■ DATA FOR PROCESSING ■
++++++++
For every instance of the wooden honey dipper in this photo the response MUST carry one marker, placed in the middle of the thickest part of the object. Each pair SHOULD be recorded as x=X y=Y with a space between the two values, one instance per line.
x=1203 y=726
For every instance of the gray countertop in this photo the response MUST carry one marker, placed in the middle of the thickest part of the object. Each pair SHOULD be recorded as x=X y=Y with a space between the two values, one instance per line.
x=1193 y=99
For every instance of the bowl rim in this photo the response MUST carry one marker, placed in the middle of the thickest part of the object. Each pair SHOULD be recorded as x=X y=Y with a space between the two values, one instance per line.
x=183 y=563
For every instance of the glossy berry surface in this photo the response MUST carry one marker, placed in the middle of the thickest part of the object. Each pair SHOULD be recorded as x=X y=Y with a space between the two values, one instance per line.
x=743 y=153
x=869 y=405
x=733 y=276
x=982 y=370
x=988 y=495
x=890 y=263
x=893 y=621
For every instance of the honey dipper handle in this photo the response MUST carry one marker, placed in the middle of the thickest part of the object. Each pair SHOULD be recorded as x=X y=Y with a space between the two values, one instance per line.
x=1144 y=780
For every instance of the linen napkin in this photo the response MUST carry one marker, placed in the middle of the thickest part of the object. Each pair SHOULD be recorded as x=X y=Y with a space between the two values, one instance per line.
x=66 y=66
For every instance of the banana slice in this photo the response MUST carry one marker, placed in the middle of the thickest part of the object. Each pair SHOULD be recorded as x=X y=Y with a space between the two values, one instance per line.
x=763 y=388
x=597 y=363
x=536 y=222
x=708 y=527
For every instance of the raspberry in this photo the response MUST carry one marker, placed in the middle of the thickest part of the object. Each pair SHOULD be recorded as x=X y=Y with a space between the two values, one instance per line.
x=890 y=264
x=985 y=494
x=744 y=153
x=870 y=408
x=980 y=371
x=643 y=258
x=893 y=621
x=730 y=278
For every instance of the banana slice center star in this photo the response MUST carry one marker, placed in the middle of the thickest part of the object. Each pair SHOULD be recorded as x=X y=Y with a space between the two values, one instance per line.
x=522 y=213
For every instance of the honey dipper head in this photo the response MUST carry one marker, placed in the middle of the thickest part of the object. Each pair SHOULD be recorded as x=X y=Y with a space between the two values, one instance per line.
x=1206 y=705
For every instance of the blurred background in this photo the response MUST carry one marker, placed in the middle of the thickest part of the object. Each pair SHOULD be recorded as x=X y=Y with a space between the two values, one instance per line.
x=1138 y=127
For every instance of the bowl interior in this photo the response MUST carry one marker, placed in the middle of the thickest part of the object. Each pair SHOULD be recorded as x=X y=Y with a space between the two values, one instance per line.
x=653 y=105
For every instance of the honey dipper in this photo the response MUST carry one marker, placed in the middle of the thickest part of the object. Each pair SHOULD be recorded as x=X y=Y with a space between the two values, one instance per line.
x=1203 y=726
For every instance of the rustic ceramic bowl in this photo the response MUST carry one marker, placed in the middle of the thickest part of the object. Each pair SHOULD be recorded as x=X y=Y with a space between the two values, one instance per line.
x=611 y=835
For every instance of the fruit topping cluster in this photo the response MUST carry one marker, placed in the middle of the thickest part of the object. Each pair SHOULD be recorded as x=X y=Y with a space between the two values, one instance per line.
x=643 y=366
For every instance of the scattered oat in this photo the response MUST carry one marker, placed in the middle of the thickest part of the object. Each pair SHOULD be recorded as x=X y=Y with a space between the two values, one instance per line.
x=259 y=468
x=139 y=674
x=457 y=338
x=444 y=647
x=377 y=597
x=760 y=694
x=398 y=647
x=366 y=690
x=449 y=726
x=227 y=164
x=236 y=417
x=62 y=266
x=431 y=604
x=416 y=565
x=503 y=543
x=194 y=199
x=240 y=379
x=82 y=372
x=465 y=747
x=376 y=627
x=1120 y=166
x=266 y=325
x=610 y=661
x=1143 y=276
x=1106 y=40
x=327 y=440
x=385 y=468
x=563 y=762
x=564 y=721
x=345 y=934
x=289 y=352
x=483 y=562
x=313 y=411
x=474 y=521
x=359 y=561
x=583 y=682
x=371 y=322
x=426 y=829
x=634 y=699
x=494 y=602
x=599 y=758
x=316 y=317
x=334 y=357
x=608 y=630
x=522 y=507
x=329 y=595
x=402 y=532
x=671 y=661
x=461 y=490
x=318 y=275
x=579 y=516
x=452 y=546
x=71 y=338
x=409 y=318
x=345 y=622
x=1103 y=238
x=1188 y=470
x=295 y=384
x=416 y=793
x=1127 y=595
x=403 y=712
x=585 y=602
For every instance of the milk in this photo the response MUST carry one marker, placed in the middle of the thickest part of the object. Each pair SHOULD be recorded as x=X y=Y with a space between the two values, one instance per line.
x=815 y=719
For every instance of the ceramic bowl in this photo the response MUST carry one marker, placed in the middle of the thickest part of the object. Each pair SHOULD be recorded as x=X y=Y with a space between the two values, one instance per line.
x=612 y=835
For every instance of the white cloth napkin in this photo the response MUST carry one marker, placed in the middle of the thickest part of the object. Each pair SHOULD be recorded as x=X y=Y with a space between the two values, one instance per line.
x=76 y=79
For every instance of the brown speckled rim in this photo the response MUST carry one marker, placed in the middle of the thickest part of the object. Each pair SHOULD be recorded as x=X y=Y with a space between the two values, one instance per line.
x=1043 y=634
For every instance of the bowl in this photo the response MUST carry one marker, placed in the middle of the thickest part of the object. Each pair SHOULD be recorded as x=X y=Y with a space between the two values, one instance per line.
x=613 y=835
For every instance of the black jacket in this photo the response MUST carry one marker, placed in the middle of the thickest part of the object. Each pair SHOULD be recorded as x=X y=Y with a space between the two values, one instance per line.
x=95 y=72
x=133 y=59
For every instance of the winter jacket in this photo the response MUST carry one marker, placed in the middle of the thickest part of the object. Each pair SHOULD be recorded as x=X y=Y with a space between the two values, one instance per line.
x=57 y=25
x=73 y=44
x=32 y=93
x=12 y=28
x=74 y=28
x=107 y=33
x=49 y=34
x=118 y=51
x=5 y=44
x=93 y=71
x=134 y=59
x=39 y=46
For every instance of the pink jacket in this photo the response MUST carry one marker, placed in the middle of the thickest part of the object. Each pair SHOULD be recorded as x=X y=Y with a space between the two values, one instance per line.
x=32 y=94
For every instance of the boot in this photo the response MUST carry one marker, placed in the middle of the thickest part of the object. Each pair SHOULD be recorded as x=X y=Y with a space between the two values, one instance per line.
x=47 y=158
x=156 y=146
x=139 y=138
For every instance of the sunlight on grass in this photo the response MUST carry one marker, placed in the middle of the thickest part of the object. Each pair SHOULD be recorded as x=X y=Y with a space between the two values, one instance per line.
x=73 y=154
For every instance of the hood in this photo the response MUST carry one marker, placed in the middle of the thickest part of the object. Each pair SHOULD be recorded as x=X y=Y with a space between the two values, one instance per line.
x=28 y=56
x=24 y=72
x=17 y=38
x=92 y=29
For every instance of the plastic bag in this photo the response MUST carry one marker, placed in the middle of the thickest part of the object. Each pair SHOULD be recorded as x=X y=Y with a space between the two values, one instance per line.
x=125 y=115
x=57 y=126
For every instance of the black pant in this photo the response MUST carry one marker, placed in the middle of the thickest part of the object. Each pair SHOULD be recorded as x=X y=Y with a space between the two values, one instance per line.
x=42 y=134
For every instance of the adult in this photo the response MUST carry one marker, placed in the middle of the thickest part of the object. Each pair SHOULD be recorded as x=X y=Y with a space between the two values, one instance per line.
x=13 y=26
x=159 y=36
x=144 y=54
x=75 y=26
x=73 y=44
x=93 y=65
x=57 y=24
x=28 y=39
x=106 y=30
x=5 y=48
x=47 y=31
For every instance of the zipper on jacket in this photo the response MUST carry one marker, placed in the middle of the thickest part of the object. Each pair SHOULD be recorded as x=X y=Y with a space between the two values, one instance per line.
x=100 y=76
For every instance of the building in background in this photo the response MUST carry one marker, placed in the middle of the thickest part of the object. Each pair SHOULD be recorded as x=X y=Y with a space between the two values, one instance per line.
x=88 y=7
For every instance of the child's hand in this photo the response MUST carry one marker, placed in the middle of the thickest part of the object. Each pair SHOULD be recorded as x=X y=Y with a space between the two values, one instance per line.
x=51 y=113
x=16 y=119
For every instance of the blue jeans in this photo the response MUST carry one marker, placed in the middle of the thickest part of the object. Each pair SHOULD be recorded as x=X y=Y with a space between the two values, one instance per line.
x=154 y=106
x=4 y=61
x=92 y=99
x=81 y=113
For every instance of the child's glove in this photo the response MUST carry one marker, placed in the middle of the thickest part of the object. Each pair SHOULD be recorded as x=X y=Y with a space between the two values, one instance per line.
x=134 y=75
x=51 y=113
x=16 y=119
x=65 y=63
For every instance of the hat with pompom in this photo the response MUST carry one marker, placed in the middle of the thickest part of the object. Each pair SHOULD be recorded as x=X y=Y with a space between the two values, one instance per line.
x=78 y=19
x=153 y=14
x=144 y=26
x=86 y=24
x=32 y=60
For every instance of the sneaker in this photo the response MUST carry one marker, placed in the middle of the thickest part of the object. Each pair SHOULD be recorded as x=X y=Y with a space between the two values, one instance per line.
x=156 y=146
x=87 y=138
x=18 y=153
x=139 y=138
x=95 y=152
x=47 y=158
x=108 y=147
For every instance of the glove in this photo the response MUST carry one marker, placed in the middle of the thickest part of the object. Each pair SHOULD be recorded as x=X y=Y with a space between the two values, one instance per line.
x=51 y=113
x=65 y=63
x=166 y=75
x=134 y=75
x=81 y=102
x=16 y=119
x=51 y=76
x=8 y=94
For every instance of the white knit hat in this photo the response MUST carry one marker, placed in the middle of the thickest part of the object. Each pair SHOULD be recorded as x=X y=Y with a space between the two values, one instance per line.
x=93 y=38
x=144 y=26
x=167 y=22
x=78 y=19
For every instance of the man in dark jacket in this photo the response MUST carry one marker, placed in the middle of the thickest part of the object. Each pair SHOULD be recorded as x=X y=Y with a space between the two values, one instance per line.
++++++++
■ WHAT YOU WILL DO ■
Starting with the line that holds "For every instance of the glove", copy every line through the end of the data above. Reproduce them exactly, with no other material.

■ TASK SOLUTION ■
For every instance of the glove in this photo the response MUST carry one marker, placed in the middle of the thickest part of the object. Each pair SHOULD be recorded as x=X y=Y with a space between the two values, one instance per line.
x=51 y=113
x=65 y=63
x=166 y=75
x=134 y=75
x=81 y=102
x=16 y=119
x=51 y=76
x=8 y=94
For every instance of the white knit hat in this photo the response MUST carry one marker, placed in the middle of the thickest part of the object. Each pair SHOULD be recorded as x=X y=Y with a space between the two values, one instance per line.
x=93 y=38
x=144 y=26
x=167 y=22
x=78 y=19
For every instance of the man in dark jacket in this photo the response MUST carry one marker, placed in the middle of the thickest part of the object. Each pair SHOULD be recorded as x=X y=Y with a space between the two values, one instance per line.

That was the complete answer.